--- begin ---

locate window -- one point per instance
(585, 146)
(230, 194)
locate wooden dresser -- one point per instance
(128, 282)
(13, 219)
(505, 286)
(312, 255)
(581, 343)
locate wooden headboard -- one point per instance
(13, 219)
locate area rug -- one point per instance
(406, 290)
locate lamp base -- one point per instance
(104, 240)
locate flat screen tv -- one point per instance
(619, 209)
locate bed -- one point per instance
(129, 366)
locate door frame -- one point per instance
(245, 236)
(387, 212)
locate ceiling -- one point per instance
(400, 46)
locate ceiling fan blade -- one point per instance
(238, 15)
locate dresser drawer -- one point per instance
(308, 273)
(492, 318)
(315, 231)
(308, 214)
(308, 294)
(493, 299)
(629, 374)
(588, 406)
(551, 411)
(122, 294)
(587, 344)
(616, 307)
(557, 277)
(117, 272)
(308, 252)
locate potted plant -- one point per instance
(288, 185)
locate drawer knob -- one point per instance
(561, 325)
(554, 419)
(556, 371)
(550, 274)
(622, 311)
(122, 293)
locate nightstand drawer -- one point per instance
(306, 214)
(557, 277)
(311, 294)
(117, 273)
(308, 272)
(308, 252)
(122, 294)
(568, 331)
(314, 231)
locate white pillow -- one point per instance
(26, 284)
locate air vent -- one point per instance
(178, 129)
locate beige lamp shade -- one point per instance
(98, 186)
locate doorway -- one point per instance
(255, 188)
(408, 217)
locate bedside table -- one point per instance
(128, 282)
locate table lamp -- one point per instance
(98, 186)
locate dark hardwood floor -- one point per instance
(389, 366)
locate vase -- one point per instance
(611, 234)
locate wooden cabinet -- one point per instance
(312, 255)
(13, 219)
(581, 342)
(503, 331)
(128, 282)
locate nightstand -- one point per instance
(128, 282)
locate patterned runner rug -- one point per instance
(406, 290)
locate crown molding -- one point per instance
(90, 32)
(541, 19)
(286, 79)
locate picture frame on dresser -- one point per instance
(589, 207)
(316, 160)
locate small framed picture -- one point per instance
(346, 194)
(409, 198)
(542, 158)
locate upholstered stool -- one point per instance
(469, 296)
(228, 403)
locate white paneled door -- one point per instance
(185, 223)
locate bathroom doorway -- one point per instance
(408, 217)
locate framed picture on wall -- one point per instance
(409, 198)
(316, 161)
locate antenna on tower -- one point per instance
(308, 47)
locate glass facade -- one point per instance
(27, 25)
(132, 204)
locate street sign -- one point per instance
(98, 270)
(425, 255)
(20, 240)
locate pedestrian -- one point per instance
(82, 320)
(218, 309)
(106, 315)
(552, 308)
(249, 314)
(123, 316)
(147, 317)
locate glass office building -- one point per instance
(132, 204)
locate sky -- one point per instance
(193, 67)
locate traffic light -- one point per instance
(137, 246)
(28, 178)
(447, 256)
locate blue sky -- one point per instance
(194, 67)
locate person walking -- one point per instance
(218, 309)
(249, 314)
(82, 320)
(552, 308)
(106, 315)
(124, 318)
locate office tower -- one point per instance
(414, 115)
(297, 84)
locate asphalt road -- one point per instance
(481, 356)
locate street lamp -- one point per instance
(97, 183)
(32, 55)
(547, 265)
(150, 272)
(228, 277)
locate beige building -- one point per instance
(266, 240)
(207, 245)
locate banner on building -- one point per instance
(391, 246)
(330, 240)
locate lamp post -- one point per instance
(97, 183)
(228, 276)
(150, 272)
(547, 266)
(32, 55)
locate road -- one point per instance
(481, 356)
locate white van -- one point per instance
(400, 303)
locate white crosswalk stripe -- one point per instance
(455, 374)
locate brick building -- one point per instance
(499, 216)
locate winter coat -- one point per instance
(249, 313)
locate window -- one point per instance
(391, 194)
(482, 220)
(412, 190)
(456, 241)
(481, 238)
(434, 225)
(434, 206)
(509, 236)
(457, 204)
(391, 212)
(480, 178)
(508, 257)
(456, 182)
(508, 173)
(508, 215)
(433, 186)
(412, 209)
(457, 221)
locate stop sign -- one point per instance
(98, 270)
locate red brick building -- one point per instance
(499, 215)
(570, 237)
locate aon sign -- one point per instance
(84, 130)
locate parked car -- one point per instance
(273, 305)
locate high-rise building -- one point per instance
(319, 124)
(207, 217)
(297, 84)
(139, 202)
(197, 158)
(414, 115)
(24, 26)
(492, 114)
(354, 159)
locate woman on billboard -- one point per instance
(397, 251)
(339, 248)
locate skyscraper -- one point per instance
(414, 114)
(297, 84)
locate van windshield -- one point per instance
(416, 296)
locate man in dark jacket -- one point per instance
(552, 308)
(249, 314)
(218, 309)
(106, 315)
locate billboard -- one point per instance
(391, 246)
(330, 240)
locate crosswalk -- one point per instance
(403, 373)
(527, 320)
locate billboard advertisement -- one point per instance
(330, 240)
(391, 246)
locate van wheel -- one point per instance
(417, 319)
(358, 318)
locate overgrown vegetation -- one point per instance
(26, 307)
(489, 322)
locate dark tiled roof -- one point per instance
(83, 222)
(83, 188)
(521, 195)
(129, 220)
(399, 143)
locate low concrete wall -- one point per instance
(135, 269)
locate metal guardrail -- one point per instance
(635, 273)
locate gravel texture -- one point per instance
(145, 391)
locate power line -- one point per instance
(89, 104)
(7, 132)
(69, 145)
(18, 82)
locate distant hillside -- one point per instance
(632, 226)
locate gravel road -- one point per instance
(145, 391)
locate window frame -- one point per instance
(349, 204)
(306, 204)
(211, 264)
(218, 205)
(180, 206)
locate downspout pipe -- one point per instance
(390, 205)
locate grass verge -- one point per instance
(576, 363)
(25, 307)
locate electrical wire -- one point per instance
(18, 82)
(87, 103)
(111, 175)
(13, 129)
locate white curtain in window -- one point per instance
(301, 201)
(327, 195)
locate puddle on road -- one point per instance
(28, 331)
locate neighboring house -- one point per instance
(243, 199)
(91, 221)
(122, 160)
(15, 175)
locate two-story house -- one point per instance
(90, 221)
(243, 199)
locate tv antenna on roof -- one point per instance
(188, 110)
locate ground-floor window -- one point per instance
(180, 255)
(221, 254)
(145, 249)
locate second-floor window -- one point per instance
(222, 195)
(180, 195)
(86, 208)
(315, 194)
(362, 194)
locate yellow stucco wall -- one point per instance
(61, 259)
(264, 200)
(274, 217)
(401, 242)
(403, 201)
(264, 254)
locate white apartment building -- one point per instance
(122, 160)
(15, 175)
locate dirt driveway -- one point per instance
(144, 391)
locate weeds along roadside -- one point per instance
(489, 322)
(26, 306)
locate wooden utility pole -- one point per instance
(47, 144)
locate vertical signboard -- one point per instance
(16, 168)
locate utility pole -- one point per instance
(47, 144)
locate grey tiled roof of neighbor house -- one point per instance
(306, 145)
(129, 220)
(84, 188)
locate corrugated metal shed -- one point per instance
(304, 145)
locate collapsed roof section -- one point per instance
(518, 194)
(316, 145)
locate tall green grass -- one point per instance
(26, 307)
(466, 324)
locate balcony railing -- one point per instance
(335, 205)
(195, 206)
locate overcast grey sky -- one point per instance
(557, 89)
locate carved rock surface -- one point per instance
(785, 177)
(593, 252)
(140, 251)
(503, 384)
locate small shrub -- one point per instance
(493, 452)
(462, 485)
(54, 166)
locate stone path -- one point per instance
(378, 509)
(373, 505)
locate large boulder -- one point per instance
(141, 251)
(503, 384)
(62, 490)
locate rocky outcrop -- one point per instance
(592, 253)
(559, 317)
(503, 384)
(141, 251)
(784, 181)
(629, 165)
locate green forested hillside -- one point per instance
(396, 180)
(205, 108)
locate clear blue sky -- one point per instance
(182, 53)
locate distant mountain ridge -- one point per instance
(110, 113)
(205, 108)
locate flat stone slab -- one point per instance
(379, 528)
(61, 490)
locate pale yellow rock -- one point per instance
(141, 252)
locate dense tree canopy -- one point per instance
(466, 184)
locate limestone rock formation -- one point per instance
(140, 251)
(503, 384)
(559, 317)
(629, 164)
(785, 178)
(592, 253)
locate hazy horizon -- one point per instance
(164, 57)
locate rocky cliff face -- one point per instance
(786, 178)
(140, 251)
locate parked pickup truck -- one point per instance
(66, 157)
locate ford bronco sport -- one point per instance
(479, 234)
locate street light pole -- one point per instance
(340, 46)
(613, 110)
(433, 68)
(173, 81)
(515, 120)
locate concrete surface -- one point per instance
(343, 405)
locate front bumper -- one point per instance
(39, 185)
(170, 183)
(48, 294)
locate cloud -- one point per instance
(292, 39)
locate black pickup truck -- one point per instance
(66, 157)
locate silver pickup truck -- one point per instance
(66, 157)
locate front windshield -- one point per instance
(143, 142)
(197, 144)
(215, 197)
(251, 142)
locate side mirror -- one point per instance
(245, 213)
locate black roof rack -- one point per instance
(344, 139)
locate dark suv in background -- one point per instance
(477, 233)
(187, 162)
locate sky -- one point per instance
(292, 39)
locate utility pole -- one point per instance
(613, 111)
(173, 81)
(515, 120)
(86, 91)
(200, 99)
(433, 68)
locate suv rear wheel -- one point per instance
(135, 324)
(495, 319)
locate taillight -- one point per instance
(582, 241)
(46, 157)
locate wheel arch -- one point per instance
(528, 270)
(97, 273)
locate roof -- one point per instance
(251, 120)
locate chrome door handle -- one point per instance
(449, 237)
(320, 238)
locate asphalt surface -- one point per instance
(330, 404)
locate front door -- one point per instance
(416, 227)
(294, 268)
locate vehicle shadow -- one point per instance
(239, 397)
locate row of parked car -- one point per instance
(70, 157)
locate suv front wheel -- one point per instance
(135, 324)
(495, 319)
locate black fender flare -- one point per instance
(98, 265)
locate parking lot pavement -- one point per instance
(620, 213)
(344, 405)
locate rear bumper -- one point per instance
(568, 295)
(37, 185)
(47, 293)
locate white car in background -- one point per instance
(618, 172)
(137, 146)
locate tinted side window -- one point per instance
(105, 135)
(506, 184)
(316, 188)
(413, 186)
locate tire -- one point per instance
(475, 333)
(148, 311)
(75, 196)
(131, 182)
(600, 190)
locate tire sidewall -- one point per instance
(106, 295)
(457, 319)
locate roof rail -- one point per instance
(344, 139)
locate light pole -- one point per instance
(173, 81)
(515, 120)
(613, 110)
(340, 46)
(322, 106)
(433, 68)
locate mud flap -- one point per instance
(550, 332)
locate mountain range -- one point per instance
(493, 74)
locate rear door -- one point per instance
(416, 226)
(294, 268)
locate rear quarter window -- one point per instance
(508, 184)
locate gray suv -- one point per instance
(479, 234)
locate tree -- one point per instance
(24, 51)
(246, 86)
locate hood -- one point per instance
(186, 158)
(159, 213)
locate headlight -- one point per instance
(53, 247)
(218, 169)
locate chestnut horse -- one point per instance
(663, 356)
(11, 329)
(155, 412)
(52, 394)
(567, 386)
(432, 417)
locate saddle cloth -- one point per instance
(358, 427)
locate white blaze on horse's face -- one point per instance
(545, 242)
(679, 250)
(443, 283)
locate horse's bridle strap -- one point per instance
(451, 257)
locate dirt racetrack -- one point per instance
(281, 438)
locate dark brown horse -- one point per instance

--- end ---

▶ THE PROBLEM: Add -36 to every coordinate in the answers and write out again the part of the data that opens with the line containing "locate mountain range" and closes at the end of the data, keeping every request line in place.

▶ WRITTEN RESPONSE:
locate mountain range -- one point per instance
(457, 38)
locate rear door -- one point per instance
(380, 190)
(258, 232)
locate rear quarter window -- one point per instance
(472, 148)
locate gray suv -- one point per instance
(443, 198)
locate tree -- one point per instance
(-12, 15)
(210, 50)
locate hood -- one point per instance
(150, 122)
(123, 177)
locate headlight -- one point per instance
(17, 211)
(182, 133)
locate chestnut horse -- one point per instance
(627, 320)
(-25, 293)
(119, 376)
(16, 358)
(531, 350)
(396, 381)
locate saddle cloth -- one point per instance
(322, 391)
locate white blaze on horse's face -- one point per instance
(509, 206)
(643, 214)
(407, 247)
locate horse's bridle strap -- one point per instance
(415, 221)
locate dirt racetrack -- one point per instance
(245, 402)
locate dark brown horse -- one point per instance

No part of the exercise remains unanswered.